PROBLEM REQUIREMENTS: Count the lines of the records below that contain the word "branch", and give only that number.

>> begin

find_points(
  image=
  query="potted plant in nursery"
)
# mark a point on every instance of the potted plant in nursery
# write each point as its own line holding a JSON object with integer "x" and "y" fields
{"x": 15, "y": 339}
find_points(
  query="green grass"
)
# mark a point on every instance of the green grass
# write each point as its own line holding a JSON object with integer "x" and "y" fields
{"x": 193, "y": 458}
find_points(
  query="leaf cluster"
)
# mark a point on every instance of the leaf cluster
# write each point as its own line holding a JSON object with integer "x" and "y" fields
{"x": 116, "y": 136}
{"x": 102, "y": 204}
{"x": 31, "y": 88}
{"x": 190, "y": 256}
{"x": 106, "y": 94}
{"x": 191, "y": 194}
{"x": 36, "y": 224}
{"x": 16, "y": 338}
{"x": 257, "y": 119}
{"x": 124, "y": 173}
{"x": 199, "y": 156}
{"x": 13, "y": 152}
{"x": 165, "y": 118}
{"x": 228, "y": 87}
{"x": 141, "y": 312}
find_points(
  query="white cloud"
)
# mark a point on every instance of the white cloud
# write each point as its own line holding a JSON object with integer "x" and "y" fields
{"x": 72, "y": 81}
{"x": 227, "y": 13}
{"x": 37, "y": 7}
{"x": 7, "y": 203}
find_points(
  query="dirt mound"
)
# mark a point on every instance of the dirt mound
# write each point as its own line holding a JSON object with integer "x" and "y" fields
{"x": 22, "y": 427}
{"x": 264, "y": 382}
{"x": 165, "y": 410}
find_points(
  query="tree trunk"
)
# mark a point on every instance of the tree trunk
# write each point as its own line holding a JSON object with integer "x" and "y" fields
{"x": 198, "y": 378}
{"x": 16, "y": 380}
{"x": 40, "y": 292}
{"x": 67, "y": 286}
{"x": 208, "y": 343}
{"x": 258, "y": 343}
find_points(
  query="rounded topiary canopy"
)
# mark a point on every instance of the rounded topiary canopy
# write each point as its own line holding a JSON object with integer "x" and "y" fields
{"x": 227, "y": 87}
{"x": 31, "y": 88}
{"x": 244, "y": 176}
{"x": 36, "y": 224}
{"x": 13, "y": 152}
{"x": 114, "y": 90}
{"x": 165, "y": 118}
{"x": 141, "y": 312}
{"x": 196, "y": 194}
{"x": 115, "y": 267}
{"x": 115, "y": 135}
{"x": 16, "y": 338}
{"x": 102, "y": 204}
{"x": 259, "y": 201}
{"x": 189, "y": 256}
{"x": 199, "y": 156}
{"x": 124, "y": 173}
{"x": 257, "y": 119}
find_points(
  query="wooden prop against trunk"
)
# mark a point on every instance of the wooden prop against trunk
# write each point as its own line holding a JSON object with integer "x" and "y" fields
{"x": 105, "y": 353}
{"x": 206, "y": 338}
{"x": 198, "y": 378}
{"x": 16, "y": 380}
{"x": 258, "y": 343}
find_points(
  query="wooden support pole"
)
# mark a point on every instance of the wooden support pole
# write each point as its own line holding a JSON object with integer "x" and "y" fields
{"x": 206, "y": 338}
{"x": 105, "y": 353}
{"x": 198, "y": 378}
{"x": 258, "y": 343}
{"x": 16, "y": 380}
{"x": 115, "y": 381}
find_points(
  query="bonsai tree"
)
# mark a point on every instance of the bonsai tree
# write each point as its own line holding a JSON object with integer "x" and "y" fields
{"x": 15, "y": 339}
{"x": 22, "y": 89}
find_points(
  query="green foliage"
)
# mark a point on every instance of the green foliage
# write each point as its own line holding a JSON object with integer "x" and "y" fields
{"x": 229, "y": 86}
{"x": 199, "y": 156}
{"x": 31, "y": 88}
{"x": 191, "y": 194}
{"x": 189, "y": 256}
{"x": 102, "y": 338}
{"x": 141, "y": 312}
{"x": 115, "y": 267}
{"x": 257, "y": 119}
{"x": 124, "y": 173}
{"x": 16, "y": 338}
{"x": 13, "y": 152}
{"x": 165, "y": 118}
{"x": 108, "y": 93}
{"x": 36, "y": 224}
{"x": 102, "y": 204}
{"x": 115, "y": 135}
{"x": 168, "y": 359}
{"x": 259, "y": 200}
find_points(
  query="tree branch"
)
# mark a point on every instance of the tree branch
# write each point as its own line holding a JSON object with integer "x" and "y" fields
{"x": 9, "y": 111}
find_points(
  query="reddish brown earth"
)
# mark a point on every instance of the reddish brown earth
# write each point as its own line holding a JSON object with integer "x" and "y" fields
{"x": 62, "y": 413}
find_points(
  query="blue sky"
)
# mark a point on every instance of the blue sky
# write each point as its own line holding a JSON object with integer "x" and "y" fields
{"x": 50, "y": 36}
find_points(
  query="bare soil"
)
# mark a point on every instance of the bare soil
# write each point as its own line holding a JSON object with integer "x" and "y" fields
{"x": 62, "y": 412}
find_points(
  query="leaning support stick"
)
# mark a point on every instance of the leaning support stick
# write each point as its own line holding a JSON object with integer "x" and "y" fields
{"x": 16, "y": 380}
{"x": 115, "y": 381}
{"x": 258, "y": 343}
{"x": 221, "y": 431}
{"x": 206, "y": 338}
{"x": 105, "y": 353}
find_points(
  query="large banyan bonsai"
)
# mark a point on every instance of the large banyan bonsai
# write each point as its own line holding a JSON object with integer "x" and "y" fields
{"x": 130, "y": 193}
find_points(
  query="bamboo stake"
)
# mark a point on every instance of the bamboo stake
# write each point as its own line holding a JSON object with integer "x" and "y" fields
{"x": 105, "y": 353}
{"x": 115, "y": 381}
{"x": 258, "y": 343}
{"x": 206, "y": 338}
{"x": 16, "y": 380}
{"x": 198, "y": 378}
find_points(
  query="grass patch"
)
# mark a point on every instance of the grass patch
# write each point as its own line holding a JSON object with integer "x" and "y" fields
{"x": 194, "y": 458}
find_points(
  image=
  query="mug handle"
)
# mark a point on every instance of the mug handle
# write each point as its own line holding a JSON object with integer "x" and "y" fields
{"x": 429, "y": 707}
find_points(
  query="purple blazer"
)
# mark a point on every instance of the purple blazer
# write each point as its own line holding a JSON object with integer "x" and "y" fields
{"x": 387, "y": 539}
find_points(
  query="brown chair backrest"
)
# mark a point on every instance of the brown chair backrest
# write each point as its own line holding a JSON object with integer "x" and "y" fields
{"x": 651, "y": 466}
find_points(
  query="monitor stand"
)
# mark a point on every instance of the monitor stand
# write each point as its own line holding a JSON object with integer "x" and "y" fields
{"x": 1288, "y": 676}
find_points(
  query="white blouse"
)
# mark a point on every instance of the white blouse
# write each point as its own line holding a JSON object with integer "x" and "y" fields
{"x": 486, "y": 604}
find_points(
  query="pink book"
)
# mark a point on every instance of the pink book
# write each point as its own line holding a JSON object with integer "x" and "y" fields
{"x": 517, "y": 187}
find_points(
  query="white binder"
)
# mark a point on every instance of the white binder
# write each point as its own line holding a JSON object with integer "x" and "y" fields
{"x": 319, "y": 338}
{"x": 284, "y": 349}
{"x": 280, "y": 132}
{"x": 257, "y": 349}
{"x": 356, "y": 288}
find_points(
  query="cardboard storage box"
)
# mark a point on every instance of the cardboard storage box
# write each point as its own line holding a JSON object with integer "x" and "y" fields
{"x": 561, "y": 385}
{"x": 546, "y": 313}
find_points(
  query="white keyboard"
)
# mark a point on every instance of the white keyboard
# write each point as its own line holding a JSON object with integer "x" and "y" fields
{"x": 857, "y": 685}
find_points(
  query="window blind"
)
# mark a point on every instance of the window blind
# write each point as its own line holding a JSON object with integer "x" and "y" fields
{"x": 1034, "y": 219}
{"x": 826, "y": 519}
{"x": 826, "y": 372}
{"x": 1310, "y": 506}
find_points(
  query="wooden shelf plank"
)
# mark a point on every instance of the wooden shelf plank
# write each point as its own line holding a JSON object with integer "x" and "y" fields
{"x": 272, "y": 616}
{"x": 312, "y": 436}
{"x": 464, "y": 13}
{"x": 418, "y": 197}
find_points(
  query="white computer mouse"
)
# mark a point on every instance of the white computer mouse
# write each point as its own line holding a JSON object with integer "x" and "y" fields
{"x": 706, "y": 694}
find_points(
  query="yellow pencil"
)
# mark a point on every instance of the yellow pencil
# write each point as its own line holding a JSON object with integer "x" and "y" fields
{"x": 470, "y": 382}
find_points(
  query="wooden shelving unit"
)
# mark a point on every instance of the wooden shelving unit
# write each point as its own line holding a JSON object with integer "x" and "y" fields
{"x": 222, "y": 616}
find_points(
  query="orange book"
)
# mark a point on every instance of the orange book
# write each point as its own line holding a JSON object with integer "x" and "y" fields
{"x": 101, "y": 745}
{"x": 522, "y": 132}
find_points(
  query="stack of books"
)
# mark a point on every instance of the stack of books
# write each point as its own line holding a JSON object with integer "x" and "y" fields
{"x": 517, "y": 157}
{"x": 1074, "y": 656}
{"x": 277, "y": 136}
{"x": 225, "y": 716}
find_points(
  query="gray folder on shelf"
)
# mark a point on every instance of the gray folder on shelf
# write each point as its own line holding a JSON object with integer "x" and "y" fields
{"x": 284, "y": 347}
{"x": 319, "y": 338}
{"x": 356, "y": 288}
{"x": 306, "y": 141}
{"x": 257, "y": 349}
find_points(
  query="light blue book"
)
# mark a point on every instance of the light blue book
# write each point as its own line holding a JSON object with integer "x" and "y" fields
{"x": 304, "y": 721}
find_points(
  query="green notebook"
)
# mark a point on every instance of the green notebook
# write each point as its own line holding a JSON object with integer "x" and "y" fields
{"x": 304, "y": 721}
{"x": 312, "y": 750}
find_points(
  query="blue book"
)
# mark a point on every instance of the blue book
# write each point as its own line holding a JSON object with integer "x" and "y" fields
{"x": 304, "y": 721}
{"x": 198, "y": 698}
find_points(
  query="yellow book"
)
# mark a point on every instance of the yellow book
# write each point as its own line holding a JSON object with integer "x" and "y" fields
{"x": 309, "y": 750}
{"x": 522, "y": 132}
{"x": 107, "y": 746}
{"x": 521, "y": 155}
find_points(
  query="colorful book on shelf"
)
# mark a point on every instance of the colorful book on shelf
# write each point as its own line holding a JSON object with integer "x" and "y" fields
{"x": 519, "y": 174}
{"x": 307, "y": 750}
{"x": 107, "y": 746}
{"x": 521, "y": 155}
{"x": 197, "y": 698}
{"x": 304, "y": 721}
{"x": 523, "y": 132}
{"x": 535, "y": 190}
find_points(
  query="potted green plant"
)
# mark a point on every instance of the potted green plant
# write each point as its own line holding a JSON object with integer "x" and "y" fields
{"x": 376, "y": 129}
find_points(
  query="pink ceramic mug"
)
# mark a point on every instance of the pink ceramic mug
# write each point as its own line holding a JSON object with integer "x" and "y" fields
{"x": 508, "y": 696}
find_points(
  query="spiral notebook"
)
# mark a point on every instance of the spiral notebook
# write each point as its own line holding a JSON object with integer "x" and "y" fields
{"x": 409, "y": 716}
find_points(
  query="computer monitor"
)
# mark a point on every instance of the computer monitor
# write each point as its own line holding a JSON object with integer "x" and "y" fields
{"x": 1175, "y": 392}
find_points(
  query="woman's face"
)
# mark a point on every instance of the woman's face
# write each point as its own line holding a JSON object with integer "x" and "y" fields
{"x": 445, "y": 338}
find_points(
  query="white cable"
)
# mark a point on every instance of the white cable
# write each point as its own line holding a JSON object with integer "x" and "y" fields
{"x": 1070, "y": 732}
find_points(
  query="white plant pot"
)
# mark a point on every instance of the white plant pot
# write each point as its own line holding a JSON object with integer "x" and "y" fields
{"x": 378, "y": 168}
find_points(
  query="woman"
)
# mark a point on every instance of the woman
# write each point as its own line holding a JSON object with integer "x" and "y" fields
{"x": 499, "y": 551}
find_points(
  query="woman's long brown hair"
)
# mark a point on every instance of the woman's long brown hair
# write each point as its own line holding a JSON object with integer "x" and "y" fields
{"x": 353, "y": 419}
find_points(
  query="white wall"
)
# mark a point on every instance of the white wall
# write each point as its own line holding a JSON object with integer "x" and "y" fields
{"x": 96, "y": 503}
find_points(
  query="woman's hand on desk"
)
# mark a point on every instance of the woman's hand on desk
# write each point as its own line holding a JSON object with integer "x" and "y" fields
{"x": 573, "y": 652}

>> end

SOLUTION TO THIS TASK: 2